§ **Selected extract**:
3/4/2004 -- Recent market research data suggests that Juniper Networks Inc. may be growing its market share at the expense of Cisco Systems Inc. and other competitors. Juniper’s surge corresponds with the first sustained growth in sales of enterprise and carrier-class routers since the economic downturn of 2001.

Market research powerhouse Gartner Inc. reported earlier this week that Juniper grew its market share in the high end carrier-class router space during the fourth quarter of 2003, possibly at Cisco’s expense.

Juniper’s Q4 revenues were up by nearly 11 percent, from 24 percent to 26.6 percent. Conversely, market leader Cisco’s revenues slipped, from 59.4 percent to 57 percent – a decline of about 4 percent. Third place belonged to Nortel Networks Ltd., which suffered the biggest overall decline, its market share eroding by almost 19 percent, from 4.8 to 3.9 percent.

For the quarter, sales of carrier-class routers amounted to $673.7 million, a 13 percent spike from Q3. This marks the third successive quarter in which carrier-class router revenues have posted year-over-year and quarter-over-quarter gains, dating back to Q2 of 2003. Service provider router sales bottomed out in Q1 2003, dropping four percent from Q4 2002. Since then, however, the high-end carrier space has rebounded strongly, posting six percent quarter-over-quarter growth in Q2 and 19 percent in Q3.

For the record, Cisco recorded $384.1 million in carrier-class revenues during the fourth quarter, Gartner said, which represents an 8 percent increase from Q3. Juniper, for its part, grew its revenues by 25 percent, to $179.1 million.

§ **The tasks**:
a: Repeat word for word the stretch of the router market article from "3/4/2004 -- Recent" through "to 3.9 percent.".
b: In the router market article, what did carrier-class router sales total for the fourth quarter of 2003?
c: Pick up the router market article after its last sentence and keep it going.

§ **Information supplied**:

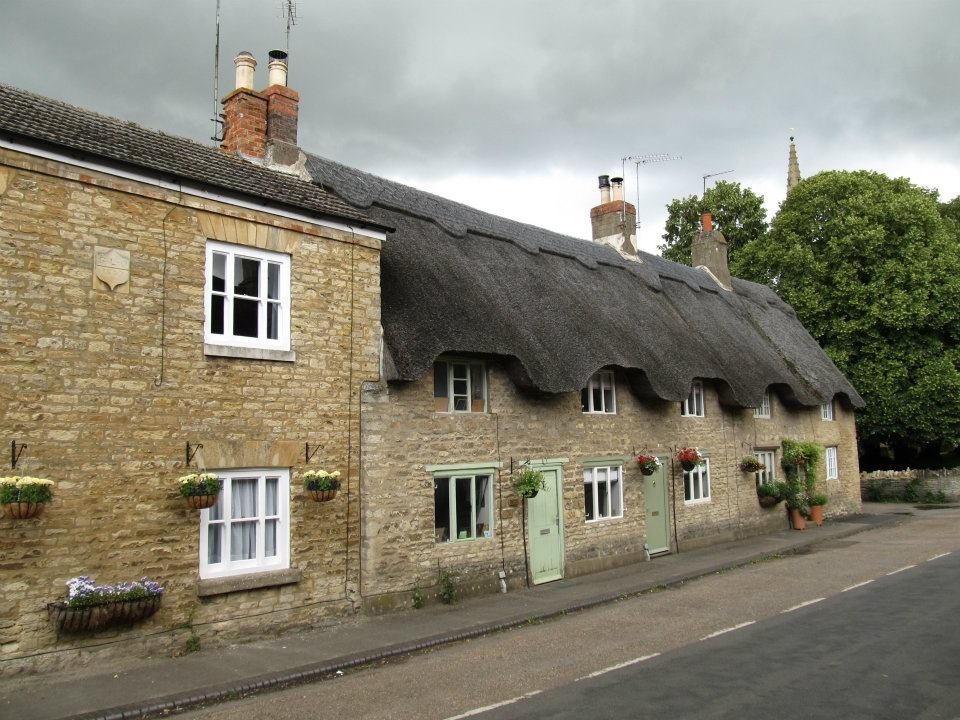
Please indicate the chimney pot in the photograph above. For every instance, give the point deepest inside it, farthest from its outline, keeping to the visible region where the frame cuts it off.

==

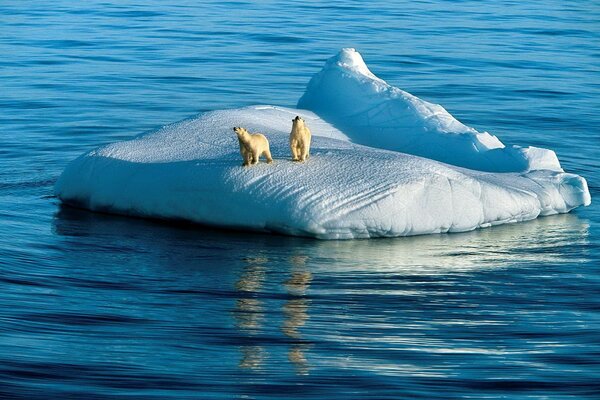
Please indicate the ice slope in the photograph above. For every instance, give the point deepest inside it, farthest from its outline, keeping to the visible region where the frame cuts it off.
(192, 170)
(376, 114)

§ **Answers**:
a:
3/4/2004 -- Recent market research data suggests that Juniper Networks Inc. may be growing its market share at the expense of Cisco Systems Inc. and other competitors. Juniper’s surge corresponds with the first sustained growth in sales of enterprise and carrier-class routers since the economic downturn of 2001.

Market research powerhouse Gartner Inc. reported earlier this week that Juniper grew its market share in the high end carrier-class router space during the fourth quarter of 2003, possibly at Cisco’s expense.

Juniper’s Q4 revenues were up by nearly 11 percent, from 24 percent to 26.6 percent. Conversely, market leader Cisco’s revenues slipped, from 59.4 percent to 57 percent – a decline of about 4 percent. Third place belonged to Nortel Networks Ltd., which suffered the biggest overall decline, its market share eroding by almost 19 percent, from 4.8 to 3.9 percent.

b: $673.7 million

c:
Gartner’s report is the latest indication that there’s a recovery afoot in the router space, especially in sales of high end routers. According to a recent report from market research firm Dell’Oro Group, for example, worldwide router sales increased by 3 percent last year to $6.3 billion. This rebound marked the first annual sales growth in the router space since the onset of an economic downturn in 2001, the market research firm said.

After a slow start, Dell’Oro Group found that sales of high end routers took off in the second half of 2003, ultimately recording growth of 22 percent for the year. At the same time, growth at the high-end was offset by a decline in low-end, business-class router sales, which dropped by 5 percent.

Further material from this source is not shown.